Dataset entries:
◇ ◇ ◇ ◇ ◇

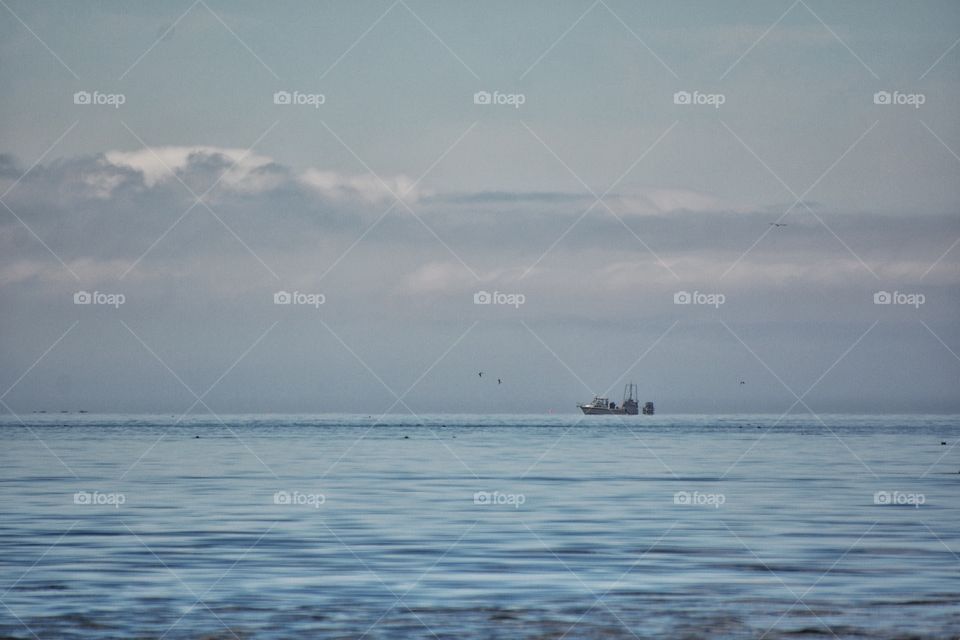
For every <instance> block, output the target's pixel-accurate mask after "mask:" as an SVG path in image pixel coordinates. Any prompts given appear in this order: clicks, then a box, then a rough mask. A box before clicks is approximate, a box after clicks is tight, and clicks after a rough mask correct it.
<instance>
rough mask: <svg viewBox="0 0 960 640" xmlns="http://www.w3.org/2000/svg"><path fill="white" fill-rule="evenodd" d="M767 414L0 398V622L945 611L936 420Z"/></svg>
mask: <svg viewBox="0 0 960 640" xmlns="http://www.w3.org/2000/svg"><path fill="white" fill-rule="evenodd" d="M776 418H777V417H776V416H727V417H701V416H679V417H678V416H652V417H650V416H635V417H629V418H624V417H616V416H607V417H604V416H598V417H590V418H582V417H581V416H482V417H480V416H425V417H420V418H413V417H408V418H401V417H396V416H392V417H388V418H386V419H385V420H384V421H383V423H381V424H375V418H373V417H367V416H322V417H305V416H272V417H254V416H230V417H223V418H222V420H223V421H222V422H221V421H220V420H218V419H216V418H214V417H211V416H206V417H191V418H188V419H186V420H184V421H183V422H181V423H180V424H175V423H176V420H177V418H176V417H172V416H167V417H156V416H112V417H104V416H90V415H76V414H69V415H67V414H44V415H29V416H23V421H24V423H25V424H22V423H20V422H19V421H18V420H17V419H16V418H14V417H12V416H6V417H4V418H2V419H0V438H2V440H0V451H2V453H0V513H2V518H0V637H13V638H169V639H178V638H238V639H239V638H243V639H246V638H294V637H303V638H359V637H366V638H443V639H446V638H562V637H566V638H634V637H637V638H662V637H673V638H761V637H763V638H794V637H803V638H951V637H957V636H958V635H960V499H958V491H960V474H958V471H960V446H958V447H956V448H953V445H955V444H956V443H957V442H958V441H960V420H958V418H957V417H931V416H922V417H917V416H911V417H905V416H895V417H843V416H821V419H822V421H823V422H821V419H818V418H815V417H813V416H796V417H791V418H788V419H786V420H783V421H781V422H780V423H779V424H777V425H776V426H773V425H774V423H775V422H776ZM196 436H200V437H199V438H197V437H196ZM941 442H946V443H947V444H945V445H943V444H941ZM278 492H279V493H278ZM878 492H879V493H878Z"/></svg>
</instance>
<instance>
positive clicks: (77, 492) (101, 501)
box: [73, 491, 127, 509]
mask: <svg viewBox="0 0 960 640" xmlns="http://www.w3.org/2000/svg"><path fill="white" fill-rule="evenodd" d="M126 501H127V497H126V496H125V495H123V494H122V493H104V492H100V491H77V492H76V493H75V494H73V504H80V505H91V506H96V507H113V508H114V509H119V508H120V505H122V504H125V503H126Z"/></svg>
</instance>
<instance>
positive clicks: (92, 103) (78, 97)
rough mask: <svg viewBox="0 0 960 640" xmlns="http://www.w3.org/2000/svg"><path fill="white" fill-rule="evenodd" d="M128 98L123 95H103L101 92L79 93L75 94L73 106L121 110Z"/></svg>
mask: <svg viewBox="0 0 960 640" xmlns="http://www.w3.org/2000/svg"><path fill="white" fill-rule="evenodd" d="M126 101H127V96H125V95H124V94H122V93H101V92H100V91H77V92H76V93H74V94H73V104H80V105H93V106H98V107H113V108H114V109H119V108H120V105H122V104H124V103H126Z"/></svg>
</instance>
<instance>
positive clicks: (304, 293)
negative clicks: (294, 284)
mask: <svg viewBox="0 0 960 640" xmlns="http://www.w3.org/2000/svg"><path fill="white" fill-rule="evenodd" d="M326 301H327V296H325V295H323V294H322V293H304V292H302V291H293V292H291V291H277V292H276V293H274V294H273V304H299V305H306V306H308V307H313V308H314V309H319V308H320V305H322V304H324V303H325V302H326Z"/></svg>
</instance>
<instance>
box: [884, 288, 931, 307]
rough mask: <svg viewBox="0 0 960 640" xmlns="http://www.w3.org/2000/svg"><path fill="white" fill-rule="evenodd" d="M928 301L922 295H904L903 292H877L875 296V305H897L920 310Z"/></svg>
mask: <svg viewBox="0 0 960 640" xmlns="http://www.w3.org/2000/svg"><path fill="white" fill-rule="evenodd" d="M926 301H927V297H926V296H925V295H923V294H922V293H904V292H903V291H894V292H892V293H891V292H890V291H877V292H876V293H874V294H873V304H897V305H906V306H909V307H913V308H914V309H919V308H920V305H922V304H923V303H924V302H926Z"/></svg>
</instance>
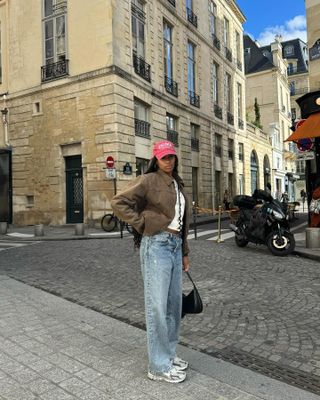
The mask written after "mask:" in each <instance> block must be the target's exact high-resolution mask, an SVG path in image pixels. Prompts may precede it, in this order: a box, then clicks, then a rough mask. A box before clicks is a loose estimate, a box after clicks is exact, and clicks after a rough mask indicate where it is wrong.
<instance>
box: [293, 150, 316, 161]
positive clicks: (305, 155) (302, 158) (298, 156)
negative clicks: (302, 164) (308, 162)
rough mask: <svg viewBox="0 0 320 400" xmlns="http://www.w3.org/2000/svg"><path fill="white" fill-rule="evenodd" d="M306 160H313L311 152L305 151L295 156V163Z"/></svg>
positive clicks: (312, 155) (308, 151) (313, 154)
mask: <svg viewBox="0 0 320 400" xmlns="http://www.w3.org/2000/svg"><path fill="white" fill-rule="evenodd" d="M308 160H314V152H313V151H306V152H304V153H298V154H297V157H296V161H308Z"/></svg>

◇ ◇ ◇ ◇ ◇

(What you will do) Leave the pictures out and return each entry exactly.

(Task response)
For every <instance> block, output the target's pixel-accurate mask after "mask:" as an SVG path in image pixel coordinates. Any prompts given appear in this order: clicks, then a box, then a rough mask. A box before clicks is approximate, a box after clicks is tight, and clicks after a rough mask correct it.
<instance>
rough mask: <svg viewBox="0 0 960 640" xmlns="http://www.w3.org/2000/svg"><path fill="white" fill-rule="evenodd" d="M767 414L0 398V622L945 611L936 420Z"/></svg>
mask: <svg viewBox="0 0 960 640" xmlns="http://www.w3.org/2000/svg"><path fill="white" fill-rule="evenodd" d="M776 418H777V417H776V416H727V417H701V416H679V417H678V416H652V417H650V416H635V417H629V418H624V417H616V416H607V417H604V416H598V417H590V418H582V417H581V416H482V417H480V416H425V417H420V418H413V417H408V418H401V417H396V416H392V417H388V418H386V419H385V420H384V421H383V423H381V424H375V418H373V417H367V416H322V417H305V416H272V417H254V416H230V417H223V418H222V420H223V421H222V422H221V421H220V420H218V419H216V418H214V417H211V416H206V417H191V418H188V419H186V420H184V421H183V422H181V423H180V424H175V423H176V420H177V418H176V417H172V416H167V417H156V416H112V417H104V416H90V415H76V414H69V415H67V414H44V415H29V416H23V421H24V423H25V424H22V423H20V422H19V421H18V420H17V419H16V418H14V417H12V416H6V417H4V418H2V419H0V438H2V440H0V451H2V453H0V513H2V518H0V637H13V638H169V639H178V638H238V639H239V638H243V639H246V638H294V637H303V638H359V637H366V638H443V639H446V638H562V637H566V638H634V637H637V638H662V637H673V638H761V637H763V638H794V637H803V638H951V637H957V636H958V635H960V499H958V491H960V474H958V471H960V446H958V447H956V448H953V445H955V444H956V443H957V442H958V441H960V420H958V418H957V417H931V416H922V417H917V416H911V417H905V416H895V417H843V416H821V419H822V421H823V422H821V419H818V418H815V417H813V416H796V417H791V418H788V419H786V420H783V421H781V422H780V423H779V424H777V425H776V426H773V425H774V423H775V422H776ZM196 436H200V437H199V438H197V437H196ZM941 442H946V443H947V444H945V445H943V444H941ZM278 492H279V493H278ZM878 492H879V493H878Z"/></svg>
</instance>
<instance>
positive clicks: (77, 492) (101, 501)
box: [73, 491, 127, 509]
mask: <svg viewBox="0 0 960 640" xmlns="http://www.w3.org/2000/svg"><path fill="white" fill-rule="evenodd" d="M126 501H127V497H126V496H125V495H123V494H122V493H104V492H100V491H77V492H76V493H75V494H73V504H80V505H91V506H96V507H113V508H114V509H119V508H120V505H122V504H125V503H126Z"/></svg>
</instance>
<instance>
positive clicks: (92, 103) (78, 97)
rough mask: <svg viewBox="0 0 960 640" xmlns="http://www.w3.org/2000/svg"><path fill="white" fill-rule="evenodd" d="M128 98L123 95H103L101 92L79 93L75 94L73 106L121 110Z"/></svg>
mask: <svg viewBox="0 0 960 640" xmlns="http://www.w3.org/2000/svg"><path fill="white" fill-rule="evenodd" d="M126 101H127V96H125V95H124V94H122V93H101V92H100V91H77V92H76V93H74V94H73V104H80V105H93V106H98V107H113V108H114V109H119V108H120V105H122V104H124V103H126Z"/></svg>
</instance>
<instance>
positive clicks: (304, 293)
negative clicks: (294, 284)
mask: <svg viewBox="0 0 960 640" xmlns="http://www.w3.org/2000/svg"><path fill="white" fill-rule="evenodd" d="M326 301H327V296H325V295H323V294H322V293H304V292H302V291H293V292H291V291H277V292H276V293H274V294H273V304H299V305H306V306H308V307H313V308H314V309H319V308H320V305H322V304H324V303H325V302H326Z"/></svg>
</instance>
<instance>
box: [884, 288, 931, 307]
rough mask: <svg viewBox="0 0 960 640" xmlns="http://www.w3.org/2000/svg"><path fill="white" fill-rule="evenodd" d="M928 301L922 295H904L903 292H877L875 296V305H897L920 310Z"/></svg>
mask: <svg viewBox="0 0 960 640" xmlns="http://www.w3.org/2000/svg"><path fill="white" fill-rule="evenodd" d="M926 301H927V297H926V296H925V295H923V294H922V293H904V292H903V291H894V292H892V293H891V292H890V291H877V292H876V293H874V294H873V304H897V305H906V306H909V307H913V308H914V309H919V308H920V305H922V304H923V303H924V302H926Z"/></svg>
</instance>
The mask written after "mask:" in each <instance> block must be the target's exact high-resolution mask, an SVG path in image pixels. Prompts may precede it, in this order: a box, then clicks, then a rough mask. A box before clicks is a loose estimate, a box after clicks is exact, and clicks after a rough mask indicate where it is wrong.
<instance>
box: [293, 150, 316, 161]
positive clicks: (305, 155) (302, 158) (298, 156)
negative clicks: (302, 164) (308, 162)
rough mask: <svg viewBox="0 0 320 400" xmlns="http://www.w3.org/2000/svg"><path fill="white" fill-rule="evenodd" d="M306 160H313L311 152L305 151L295 156V163Z"/></svg>
positive clicks: (312, 155) (308, 151) (313, 154)
mask: <svg viewBox="0 0 320 400" xmlns="http://www.w3.org/2000/svg"><path fill="white" fill-rule="evenodd" d="M308 160H314V152H313V151H306V152H304V153H298V154H297V157H296V161H308Z"/></svg>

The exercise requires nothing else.